**To do**:
Word for word, retype the records below.

(Saved entries)
+ + + + +

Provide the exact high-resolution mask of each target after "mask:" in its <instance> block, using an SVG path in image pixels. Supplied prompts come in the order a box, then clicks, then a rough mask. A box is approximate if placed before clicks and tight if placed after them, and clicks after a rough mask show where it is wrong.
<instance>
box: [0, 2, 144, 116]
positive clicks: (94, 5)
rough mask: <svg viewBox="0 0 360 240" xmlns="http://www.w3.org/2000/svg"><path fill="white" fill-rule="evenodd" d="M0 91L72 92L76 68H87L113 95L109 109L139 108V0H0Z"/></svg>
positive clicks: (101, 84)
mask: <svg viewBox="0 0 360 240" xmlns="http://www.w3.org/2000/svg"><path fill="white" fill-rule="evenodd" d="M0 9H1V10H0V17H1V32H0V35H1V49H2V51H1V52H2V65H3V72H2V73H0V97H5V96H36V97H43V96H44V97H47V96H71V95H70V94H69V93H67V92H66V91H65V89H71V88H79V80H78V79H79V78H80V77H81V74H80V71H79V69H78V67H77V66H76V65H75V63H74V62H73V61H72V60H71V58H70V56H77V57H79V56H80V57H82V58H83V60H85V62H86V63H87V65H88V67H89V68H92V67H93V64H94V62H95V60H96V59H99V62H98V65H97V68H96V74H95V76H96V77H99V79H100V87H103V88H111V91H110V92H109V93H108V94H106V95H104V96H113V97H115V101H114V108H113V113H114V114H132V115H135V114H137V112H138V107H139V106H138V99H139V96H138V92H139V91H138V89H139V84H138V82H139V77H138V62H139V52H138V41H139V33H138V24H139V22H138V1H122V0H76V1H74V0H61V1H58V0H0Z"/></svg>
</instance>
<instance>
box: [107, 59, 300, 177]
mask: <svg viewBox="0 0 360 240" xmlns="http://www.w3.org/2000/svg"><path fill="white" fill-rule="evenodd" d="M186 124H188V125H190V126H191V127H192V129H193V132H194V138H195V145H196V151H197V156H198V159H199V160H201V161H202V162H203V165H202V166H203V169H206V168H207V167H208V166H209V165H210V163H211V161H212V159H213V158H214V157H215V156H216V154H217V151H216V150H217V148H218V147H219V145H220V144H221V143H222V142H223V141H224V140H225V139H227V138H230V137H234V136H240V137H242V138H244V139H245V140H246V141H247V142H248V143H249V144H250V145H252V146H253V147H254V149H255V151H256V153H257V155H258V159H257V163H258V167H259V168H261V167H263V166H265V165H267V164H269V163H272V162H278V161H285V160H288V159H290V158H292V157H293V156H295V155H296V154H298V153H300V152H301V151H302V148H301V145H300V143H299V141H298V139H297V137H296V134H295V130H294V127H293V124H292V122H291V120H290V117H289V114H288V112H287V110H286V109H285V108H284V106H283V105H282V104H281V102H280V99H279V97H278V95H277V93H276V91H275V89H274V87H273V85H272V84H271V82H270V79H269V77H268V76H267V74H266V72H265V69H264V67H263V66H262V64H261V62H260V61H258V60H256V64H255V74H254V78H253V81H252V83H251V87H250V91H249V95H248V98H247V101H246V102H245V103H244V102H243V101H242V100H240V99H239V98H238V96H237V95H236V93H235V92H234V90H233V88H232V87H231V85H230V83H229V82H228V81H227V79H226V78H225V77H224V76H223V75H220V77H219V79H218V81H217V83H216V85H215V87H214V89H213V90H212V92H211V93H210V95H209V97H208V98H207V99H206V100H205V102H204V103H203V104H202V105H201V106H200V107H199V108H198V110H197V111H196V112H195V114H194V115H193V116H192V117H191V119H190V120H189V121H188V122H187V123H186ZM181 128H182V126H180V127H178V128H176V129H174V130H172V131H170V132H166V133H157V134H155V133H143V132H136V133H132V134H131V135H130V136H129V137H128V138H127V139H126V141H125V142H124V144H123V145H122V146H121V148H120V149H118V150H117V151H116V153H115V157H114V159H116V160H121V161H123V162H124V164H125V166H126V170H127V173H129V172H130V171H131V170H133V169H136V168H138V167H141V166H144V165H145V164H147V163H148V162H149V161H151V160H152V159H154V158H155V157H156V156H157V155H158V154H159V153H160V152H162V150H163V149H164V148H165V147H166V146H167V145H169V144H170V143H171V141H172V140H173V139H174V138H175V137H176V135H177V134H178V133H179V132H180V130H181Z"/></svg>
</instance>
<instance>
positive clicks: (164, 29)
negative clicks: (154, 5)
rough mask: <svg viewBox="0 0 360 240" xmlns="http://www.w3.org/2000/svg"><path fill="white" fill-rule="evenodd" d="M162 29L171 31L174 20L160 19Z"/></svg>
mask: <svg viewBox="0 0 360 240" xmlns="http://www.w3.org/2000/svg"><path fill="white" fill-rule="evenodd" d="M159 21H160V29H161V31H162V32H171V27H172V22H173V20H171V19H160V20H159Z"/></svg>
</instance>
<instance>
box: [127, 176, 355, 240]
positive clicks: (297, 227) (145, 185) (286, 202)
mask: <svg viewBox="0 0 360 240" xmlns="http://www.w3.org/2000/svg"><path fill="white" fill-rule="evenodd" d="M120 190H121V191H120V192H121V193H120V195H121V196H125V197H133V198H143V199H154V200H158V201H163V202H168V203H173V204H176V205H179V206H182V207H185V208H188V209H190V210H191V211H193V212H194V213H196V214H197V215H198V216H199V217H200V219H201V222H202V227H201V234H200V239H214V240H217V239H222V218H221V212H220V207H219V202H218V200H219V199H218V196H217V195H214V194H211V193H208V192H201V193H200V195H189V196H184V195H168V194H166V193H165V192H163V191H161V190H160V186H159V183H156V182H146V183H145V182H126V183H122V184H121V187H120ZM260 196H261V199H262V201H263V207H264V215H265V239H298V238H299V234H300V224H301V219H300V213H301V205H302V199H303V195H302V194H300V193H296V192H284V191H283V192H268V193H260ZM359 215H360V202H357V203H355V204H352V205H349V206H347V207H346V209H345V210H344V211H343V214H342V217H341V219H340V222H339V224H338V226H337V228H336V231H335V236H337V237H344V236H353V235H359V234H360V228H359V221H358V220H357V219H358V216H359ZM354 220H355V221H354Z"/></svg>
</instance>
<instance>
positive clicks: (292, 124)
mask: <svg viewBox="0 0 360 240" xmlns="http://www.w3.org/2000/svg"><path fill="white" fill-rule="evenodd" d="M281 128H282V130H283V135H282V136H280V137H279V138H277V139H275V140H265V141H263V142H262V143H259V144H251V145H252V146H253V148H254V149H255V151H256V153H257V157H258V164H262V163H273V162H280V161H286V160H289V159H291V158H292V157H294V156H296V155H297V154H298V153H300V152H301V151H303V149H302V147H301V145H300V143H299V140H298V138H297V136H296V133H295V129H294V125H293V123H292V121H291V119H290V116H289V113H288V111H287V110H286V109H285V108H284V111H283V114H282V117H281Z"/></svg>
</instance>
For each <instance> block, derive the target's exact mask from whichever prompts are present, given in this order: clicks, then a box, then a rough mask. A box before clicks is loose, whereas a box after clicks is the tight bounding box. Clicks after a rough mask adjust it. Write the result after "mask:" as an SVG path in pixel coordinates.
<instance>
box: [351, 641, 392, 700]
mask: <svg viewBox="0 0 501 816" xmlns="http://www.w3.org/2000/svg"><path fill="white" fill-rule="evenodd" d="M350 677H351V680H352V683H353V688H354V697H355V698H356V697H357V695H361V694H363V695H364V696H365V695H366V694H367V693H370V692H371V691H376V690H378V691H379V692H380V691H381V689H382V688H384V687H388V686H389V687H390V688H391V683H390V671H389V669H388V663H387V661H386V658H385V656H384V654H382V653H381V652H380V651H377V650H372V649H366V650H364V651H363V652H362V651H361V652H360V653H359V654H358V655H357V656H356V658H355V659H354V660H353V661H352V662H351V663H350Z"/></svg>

+ + + + +

**Exercise answer**:
Provide the exact high-resolution mask of each target after "mask:" in its <instance> block, using an SVG path in image pixels. Supplied prompts come in the order a box, then clicks, then a rough mask. A box is approximate if placed before clicks and tight if placed after them, and clicks after a rough mask show where it is wrong.
<instance>
box: [0, 2, 144, 116]
positive clicks: (94, 5)
rough mask: <svg viewBox="0 0 360 240" xmlns="http://www.w3.org/2000/svg"><path fill="white" fill-rule="evenodd" d="M0 91L72 92L76 68H87L113 95L109 109L139 108V0H0Z"/></svg>
positive clicks: (101, 84)
mask: <svg viewBox="0 0 360 240" xmlns="http://www.w3.org/2000/svg"><path fill="white" fill-rule="evenodd" d="M0 9H1V10H0V17H1V32H0V35H1V49H2V51H1V52H2V65H3V72H2V73H0V97H5V96H36V97H43V96H44V97H47V96H71V95H70V94H69V93H67V92H66V91H65V89H71V88H79V80H78V79H79V78H80V77H81V74H80V71H79V69H78V67H77V66H76V65H75V63H74V62H73V61H72V60H71V58H70V56H77V57H79V56H80V57H82V58H83V60H85V62H86V63H87V65H88V67H89V68H92V67H93V64H94V62H95V60H96V59H99V62H98V65H97V68H96V74H95V76H96V77H99V79H100V87H103V88H111V91H110V92H109V93H108V94H106V95H104V96H113V97H115V101H114V108H113V113H114V114H132V115H135V114H137V112H138V107H139V106H138V99H139V96H138V92H139V91H138V89H139V84H138V82H139V77H138V62H139V52H138V41H139V33H138V24H139V22H138V1H122V0H76V1H74V0H61V1H58V0H0Z"/></svg>
</instance>
<instance>
box: [107, 59, 300, 177]
mask: <svg viewBox="0 0 360 240" xmlns="http://www.w3.org/2000/svg"><path fill="white" fill-rule="evenodd" d="M186 124H188V125H190V126H191V127H192V129H193V132H194V138H195V145H196V151H197V156H198V159H199V160H201V161H202V162H203V165H202V166H203V169H206V168H207V167H208V166H209V165H210V163H211V161H212V159H213V158H214V157H215V156H216V154H217V151H216V150H217V148H218V147H219V145H220V144H221V143H222V142H223V141H224V140H225V139H227V138H230V137H234V136H240V137H242V138H244V139H245V140H246V141H247V142H248V143H249V144H250V145H252V146H253V147H254V149H255V151H256V153H257V155H258V159H257V163H258V167H259V168H261V167H263V166H265V165H267V164H269V163H272V162H278V161H285V160H288V159H290V158H292V157H293V156H295V155H296V154H298V153H300V152H301V151H302V148H301V145H300V143H299V141H298V139H297V137H296V134H295V130H294V127H293V124H292V122H291V120H290V117H289V114H288V112H287V110H286V109H285V108H284V106H283V105H282V104H281V102H280V99H279V97H278V95H277V93H276V91H275V89H274V87H273V85H272V84H271V82H270V79H269V77H268V76H267V74H266V72H265V69H264V67H263V66H262V64H261V62H260V61H258V60H256V64H255V74H254V78H253V81H252V83H251V87H250V91H249V95H248V98H247V101H246V102H245V103H244V102H243V101H242V100H240V99H239V98H238V96H237V95H236V93H235V92H234V90H233V88H232V87H231V85H230V83H229V82H228V81H227V79H226V78H225V77H224V76H223V75H220V77H219V79H218V81H217V83H216V85H215V87H214V89H213V90H212V92H211V93H210V95H209V97H208V98H207V99H206V100H205V102H204V103H203V104H202V105H201V106H200V107H199V108H198V110H197V111H196V112H195V114H194V115H193V116H192V117H191V119H190V120H189V121H188V122H187V123H186ZM181 128H182V126H180V127H178V128H176V129H174V130H172V131H170V132H166V133H157V134H155V133H143V132H136V133H132V134H131V135H130V136H129V137H128V138H127V139H126V141H125V142H124V144H123V145H122V146H121V148H120V149H118V150H117V151H116V153H115V157H114V159H116V160H121V161H123V162H124V164H125V166H126V170H127V173H129V172H130V171H131V170H133V169H136V168H138V167H141V166H144V165H145V164H147V163H148V162H149V161H151V160H152V159H154V158H155V157H156V156H157V155H158V154H159V153H160V152H162V150H163V149H164V148H165V147H166V146H167V145H169V144H170V143H171V141H172V140H173V139H174V138H175V137H176V135H177V134H178V133H179V132H180V130H181Z"/></svg>
</instance>
<instance>
positive clicks: (164, 29)
negative clicks: (154, 5)
rough mask: <svg viewBox="0 0 360 240" xmlns="http://www.w3.org/2000/svg"><path fill="white" fill-rule="evenodd" d="M162 29L171 31L174 20L160 19Z"/></svg>
mask: <svg viewBox="0 0 360 240" xmlns="http://www.w3.org/2000/svg"><path fill="white" fill-rule="evenodd" d="M159 21H160V29H161V31H162V32H171V27H172V22H173V20H171V19H160V20H159Z"/></svg>
</instance>
<instance>
box: [127, 176, 355, 240]
positive clicks: (297, 227) (145, 185) (286, 202)
mask: <svg viewBox="0 0 360 240" xmlns="http://www.w3.org/2000/svg"><path fill="white" fill-rule="evenodd" d="M120 190H121V191H120V192H121V193H120V195H121V196H125V197H133V198H143V199H154V200H158V201H163V202H168V203H173V204H176V205H179V206H182V207H185V208H188V209H190V210H191V211H193V212H194V213H196V214H197V215H198V216H199V217H200V219H201V222H202V227H201V234H200V239H214V240H217V239H222V218H221V212H220V207H219V202H218V200H219V199H218V196H217V195H214V194H211V193H208V192H201V193H200V195H189V196H184V195H168V194H166V193H165V192H163V191H161V190H160V186H159V183H156V182H146V183H145V182H126V183H122V184H121V187H120ZM260 196H261V199H262V201H263V207H264V215H265V239H298V238H299V234H300V224H301V219H300V213H301V205H302V199H303V195H302V194H300V193H296V192H284V191H283V192H268V193H260ZM359 215H360V202H357V203H355V204H352V205H349V206H347V207H346V209H345V210H344V211H343V214H342V217H341V219H340V222H339V224H338V226H337V228H336V231H335V236H337V237H344V236H353V235H359V234H360V228H359V221H358V220H357V219H358V216H359ZM354 220H355V221H354Z"/></svg>
</instance>
<instance>
positive clicks: (292, 124)
mask: <svg viewBox="0 0 360 240" xmlns="http://www.w3.org/2000/svg"><path fill="white" fill-rule="evenodd" d="M281 128H282V130H283V135H282V136H280V137H279V138H277V139H275V140H265V141H263V142H262V143H259V144H251V145H252V146H253V148H254V149H255V151H256V153H257V157H258V164H262V163H273V162H280V161H286V160H289V159H291V158H292V157H294V156H296V155H297V154H298V153H300V152H301V151H303V149H302V147H301V145H300V143H299V140H298V138H297V136H296V133H295V129H294V125H293V123H292V121H291V119H290V116H289V113H288V111H287V110H286V109H285V108H284V111H283V114H282V117H281Z"/></svg>
</instance>
For each <instance> block, derive the target's exact mask from whichever prompts are present, given in this order: clicks, then a box, then a rough mask. A box before clicks is loose, whereas a box after clicks is the tight bounding box. Clicks after a rough mask adjust it. Write the result after "mask:" as an SVG path in pixel coordinates.
<instance>
box: [351, 641, 392, 700]
mask: <svg viewBox="0 0 501 816" xmlns="http://www.w3.org/2000/svg"><path fill="white" fill-rule="evenodd" d="M350 677H351V680H352V683H353V688H354V697H355V698H356V697H357V695H361V694H363V695H364V696H365V695H366V694H367V693H370V692H371V691H376V690H378V691H379V692H380V691H381V689H382V688H384V687H388V686H389V687H390V688H391V683H390V671H389V669H388V663H387V661H386V658H385V656H384V654H382V653H381V652H380V651H377V650H372V649H366V650H364V651H363V652H362V651H361V652H360V653H359V654H358V655H357V656H356V658H355V659H354V660H353V661H352V662H351V663H350Z"/></svg>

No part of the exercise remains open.